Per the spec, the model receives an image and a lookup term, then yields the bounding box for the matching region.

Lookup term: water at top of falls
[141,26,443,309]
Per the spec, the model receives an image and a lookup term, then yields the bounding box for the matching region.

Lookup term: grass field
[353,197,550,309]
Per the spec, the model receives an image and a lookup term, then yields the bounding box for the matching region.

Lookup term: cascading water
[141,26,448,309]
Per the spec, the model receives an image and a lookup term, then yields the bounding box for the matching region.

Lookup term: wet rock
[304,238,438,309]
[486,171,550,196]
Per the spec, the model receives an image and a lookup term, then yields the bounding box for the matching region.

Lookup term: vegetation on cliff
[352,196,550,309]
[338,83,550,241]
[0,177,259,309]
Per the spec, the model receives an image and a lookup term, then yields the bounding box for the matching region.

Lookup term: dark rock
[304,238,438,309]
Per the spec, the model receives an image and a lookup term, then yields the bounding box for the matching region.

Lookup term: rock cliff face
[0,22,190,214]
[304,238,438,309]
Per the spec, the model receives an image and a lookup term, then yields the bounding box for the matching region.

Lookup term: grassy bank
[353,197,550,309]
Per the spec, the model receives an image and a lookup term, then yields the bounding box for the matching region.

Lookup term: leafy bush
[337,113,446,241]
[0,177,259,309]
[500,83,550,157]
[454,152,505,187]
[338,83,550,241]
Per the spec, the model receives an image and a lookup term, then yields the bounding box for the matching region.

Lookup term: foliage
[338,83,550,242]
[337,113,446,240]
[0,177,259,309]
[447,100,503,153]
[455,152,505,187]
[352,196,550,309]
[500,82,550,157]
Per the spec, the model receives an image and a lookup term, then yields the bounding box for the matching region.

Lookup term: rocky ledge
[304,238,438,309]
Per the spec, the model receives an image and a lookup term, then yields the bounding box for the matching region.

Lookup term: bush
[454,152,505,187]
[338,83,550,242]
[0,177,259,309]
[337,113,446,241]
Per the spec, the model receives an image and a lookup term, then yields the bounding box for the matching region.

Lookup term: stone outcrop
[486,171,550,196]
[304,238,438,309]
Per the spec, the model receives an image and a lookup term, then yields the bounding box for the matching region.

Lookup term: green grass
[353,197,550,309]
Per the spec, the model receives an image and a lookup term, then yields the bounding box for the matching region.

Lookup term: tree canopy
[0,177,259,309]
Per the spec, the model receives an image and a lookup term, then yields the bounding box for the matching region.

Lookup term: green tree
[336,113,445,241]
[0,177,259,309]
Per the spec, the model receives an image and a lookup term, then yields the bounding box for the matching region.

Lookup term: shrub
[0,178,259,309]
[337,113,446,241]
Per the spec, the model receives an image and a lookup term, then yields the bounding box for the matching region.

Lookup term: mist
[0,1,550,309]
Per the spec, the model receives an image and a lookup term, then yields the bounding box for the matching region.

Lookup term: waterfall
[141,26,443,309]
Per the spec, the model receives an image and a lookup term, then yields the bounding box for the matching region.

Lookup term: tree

************

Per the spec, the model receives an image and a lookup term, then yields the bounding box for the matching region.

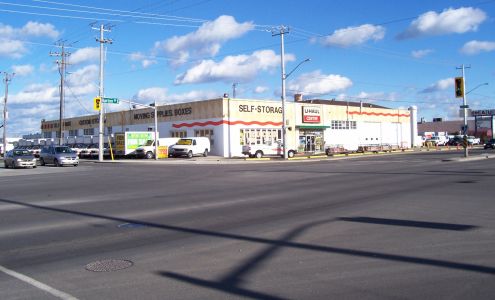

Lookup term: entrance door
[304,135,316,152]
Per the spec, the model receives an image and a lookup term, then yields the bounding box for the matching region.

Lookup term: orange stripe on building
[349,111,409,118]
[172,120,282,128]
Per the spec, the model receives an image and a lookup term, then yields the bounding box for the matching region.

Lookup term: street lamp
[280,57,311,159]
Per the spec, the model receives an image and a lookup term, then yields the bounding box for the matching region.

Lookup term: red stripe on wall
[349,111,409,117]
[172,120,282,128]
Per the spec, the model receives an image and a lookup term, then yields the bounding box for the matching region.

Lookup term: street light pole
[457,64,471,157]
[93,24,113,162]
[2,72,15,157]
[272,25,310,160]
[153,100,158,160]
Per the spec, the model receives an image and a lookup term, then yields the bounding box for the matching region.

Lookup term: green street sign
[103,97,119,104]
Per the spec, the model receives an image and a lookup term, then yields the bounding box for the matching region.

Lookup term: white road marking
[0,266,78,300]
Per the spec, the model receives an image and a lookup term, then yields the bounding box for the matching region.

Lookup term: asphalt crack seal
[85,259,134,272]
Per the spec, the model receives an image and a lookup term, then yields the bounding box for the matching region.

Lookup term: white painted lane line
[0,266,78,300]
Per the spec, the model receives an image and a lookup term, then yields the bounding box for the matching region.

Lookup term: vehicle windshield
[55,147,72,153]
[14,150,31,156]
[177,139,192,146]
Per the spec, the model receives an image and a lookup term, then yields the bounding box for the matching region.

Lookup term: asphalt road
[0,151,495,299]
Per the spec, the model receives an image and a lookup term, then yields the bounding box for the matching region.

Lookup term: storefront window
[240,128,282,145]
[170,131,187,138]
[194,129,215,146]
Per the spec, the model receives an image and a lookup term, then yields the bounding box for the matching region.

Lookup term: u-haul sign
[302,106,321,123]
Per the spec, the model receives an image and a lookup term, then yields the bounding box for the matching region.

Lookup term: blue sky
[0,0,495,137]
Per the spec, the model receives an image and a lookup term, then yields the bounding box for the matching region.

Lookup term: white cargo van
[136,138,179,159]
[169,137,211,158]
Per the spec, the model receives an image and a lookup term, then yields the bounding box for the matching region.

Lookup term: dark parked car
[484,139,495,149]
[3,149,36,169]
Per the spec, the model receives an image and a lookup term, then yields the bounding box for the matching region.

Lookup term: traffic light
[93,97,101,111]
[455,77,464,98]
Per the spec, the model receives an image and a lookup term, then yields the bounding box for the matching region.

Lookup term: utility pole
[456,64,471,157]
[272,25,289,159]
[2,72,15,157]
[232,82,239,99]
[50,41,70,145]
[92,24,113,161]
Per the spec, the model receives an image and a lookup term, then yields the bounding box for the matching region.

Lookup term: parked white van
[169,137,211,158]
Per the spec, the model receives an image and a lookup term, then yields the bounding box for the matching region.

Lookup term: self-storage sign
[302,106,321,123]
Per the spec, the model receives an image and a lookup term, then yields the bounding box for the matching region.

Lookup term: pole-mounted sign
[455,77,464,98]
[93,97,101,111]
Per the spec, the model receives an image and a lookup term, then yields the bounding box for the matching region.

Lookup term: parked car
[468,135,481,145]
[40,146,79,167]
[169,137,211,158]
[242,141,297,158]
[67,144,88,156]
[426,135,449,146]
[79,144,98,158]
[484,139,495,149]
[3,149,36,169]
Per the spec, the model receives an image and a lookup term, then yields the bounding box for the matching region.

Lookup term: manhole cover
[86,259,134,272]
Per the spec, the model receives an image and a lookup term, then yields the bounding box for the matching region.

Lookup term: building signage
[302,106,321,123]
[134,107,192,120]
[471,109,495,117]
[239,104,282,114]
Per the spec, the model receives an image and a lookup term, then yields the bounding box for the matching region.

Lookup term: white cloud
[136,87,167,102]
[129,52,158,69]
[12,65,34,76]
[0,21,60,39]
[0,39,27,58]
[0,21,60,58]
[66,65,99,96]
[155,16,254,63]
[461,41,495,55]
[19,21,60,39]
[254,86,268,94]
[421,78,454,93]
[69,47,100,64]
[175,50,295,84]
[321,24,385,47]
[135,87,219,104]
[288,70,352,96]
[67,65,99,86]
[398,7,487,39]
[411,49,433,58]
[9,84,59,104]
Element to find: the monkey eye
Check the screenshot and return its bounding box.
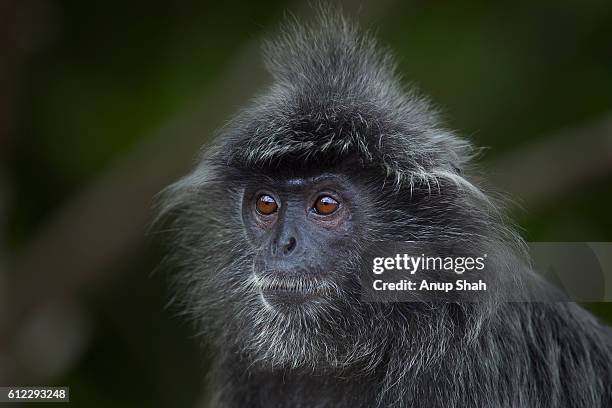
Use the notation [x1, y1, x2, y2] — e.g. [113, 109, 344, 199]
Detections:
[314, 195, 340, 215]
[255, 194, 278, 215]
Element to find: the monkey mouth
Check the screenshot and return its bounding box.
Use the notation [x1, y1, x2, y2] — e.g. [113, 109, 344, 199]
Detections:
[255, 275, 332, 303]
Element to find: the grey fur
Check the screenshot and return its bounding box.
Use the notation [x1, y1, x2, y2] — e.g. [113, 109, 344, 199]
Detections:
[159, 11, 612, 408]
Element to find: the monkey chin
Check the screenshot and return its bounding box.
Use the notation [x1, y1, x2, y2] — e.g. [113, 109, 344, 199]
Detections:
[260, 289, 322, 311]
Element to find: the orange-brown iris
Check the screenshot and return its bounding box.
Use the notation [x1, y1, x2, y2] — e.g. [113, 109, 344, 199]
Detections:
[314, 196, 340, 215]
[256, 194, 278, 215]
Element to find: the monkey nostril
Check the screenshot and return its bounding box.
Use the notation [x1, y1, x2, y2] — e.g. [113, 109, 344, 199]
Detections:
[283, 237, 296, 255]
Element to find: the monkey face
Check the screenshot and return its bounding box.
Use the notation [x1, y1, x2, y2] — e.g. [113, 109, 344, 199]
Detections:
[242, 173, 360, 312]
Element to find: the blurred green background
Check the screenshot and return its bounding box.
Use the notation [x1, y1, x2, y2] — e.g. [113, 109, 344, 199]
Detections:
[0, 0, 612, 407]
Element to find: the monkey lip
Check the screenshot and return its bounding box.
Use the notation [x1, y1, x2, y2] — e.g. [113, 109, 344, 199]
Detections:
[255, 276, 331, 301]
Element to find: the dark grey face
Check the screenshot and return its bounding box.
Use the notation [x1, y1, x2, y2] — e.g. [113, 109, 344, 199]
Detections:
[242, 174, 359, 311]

************

* **Stated exercise**: Pull out every line in the records that contains the word "stripe", treating case as significant.

* **Solution to this task**:
Lookup term: orange stripe on building
Lookup term: red stripe on wall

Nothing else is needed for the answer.